- **Written instruction a**
Print the part of the Brexit op-ed from "That is why" to "European countries face.", word for word.

═════ Document segment

Op-Ed: ‘Brexit’ is the European Union’s chance to clean up its act
Great Britain has never really gotten over its loss of empire. The day President Obama removed Winston Churchill’s bust from the Oval Office, a minor diplomatic crisis ensued. Many British people considered this to be nothing less than an act of treachery. One of the fiercest reactions came from former mayor of London and — in his wildest dreams — a prime minister in waiting, Boris Johnson. As the “Brexit” debate heated up, he later claimed that “part-Kenyan” President Obama may have an “ancestral dislike” of the British Empire. A racist slip of the tongue that was nevertheless very revealing of how Britain’s establishment figures still mourn their imperial past.
The vote Thursday that took Britain out of the European Union represents, in a rather feeble way, an attempt to regain perceived past glories. The core message of the “Leave” campaign was “vote leave, to take back control.” It will not work, but that is not the concern of the rest of Europe. We have other things on our mind. First, we have to make sure the United Kingdom actually leaves the European Union. We have to make a clean cut and do it fast. This might sound ridiculously obvious to Americans, but in the European Union of 2016, the leaders of the member states tend to lose their ability to take decisions when they congregate.
The biggest risk that the EU currently faces is that “Brexit” negotiations will now drag on for years and will be added to the long list of its never ending crises: the Greek crisis, the migration crisis, an unresolved economic crisis and constant terrorist threats. Every couple of months, the EU’s 28 national leaders gather around the negotiating table, look each other in the eye and decide not to decide.
The secession of the United Kingdom, however, demands more. For the first time in its 60-year history, the EU is faced with a country that has decided to quit the alliance — and not its smallest member. I was on the European Council for nine years, I know how tempting it will be for the leadership to delay. After all, Britain and Europe remain major trading partners. There are goods and services to be sold on both sides of the English Channel. But if we’re soft now with Britain, giving it too much wiggle room to extract favors and deals, we will only feed anti-European parties elsewhere in Europe and strengthen the belief of nationalists and populists that the European Union is a walkover.
That is why it is vital to make a clear cut as soon as possible. What our exact relationship with Britain will be is a concern to be dealt with later. The first priority, for the rest of the Union should be a thorough reform of our out-dated institutions and policies. The British people were right to question the ability of the current European Union to meet the challenges European countries face.

══════════
═════ Material for this task

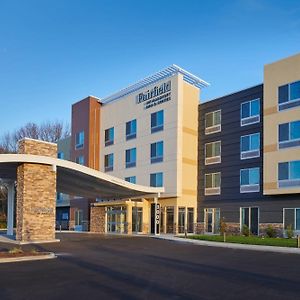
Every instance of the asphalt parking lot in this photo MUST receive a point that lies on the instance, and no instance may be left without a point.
(113, 267)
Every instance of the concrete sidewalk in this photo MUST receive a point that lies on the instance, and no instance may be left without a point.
(229, 245)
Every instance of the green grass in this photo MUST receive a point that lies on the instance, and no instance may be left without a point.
(252, 240)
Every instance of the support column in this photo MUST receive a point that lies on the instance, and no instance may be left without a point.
(10, 208)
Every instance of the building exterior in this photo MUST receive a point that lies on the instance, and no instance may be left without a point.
(146, 134)
(249, 155)
(235, 158)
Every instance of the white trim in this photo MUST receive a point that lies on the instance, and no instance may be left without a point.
(163, 74)
(45, 160)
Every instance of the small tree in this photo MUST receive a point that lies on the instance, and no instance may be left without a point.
(271, 231)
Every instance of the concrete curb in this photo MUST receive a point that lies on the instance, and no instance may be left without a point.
(231, 245)
(51, 255)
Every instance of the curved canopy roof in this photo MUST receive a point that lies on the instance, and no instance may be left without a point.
(78, 180)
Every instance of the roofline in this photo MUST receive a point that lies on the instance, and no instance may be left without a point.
(165, 73)
(46, 160)
(232, 93)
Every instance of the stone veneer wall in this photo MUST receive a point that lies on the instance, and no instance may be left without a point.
(36, 147)
(97, 219)
(36, 194)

══════════

- **Written instruction b**
List every line in the rows that contains the word "point", matching its case exactly.

- **Task output a**
That is why it is vital to make a clear cut as soon as possible. What our exact relationship with Britain will be is a concern to be dealt with later. The first priority, for the rest of the Union should be a thorough reform of our out-dated institutions and policies. The British people were right to question the ability of the current European Union to meet the challenges European countries face.

- **Task output b**
Every instance of the asphalt parking lot in this photo MUST receive a point that lies on the instance, and no instance may be left without a point.
Every instance of the concrete sidewalk in this photo MUST receive a point that lies on the instance, and no instance may be left without a point.
Every instance of the green grass in this photo MUST receive a point that lies on the instance, and no instance may be left without a point.
Every instance of the support column in this photo MUST receive a point that lies on the instance, and no instance may be left without a point.
Every instance of the building exterior in this photo MUST receive a point that lies on the instance, and no instance may be left without a point.
Every instance of the white trim in this photo MUST receive a point that lies on the instance, and no instance may be left without a point.
Every instance of the small tree in this photo MUST receive a point that lies on the instance, and no instance may be left without a point.
Every instance of the concrete curb in this photo MUST receive a point that lies on the instance, and no instance may be left without a point.
Every instance of the curved canopy roof in this photo MUST receive a point that lies on the instance, and no instance may be left without a point.
Every instance of the roofline in this photo MUST receive a point that lies on the instance, and no instance may be left without a point.
Every instance of the stone veneer wall in this photo MUST receive a point that lies on the instance, and no instance may be left without a point.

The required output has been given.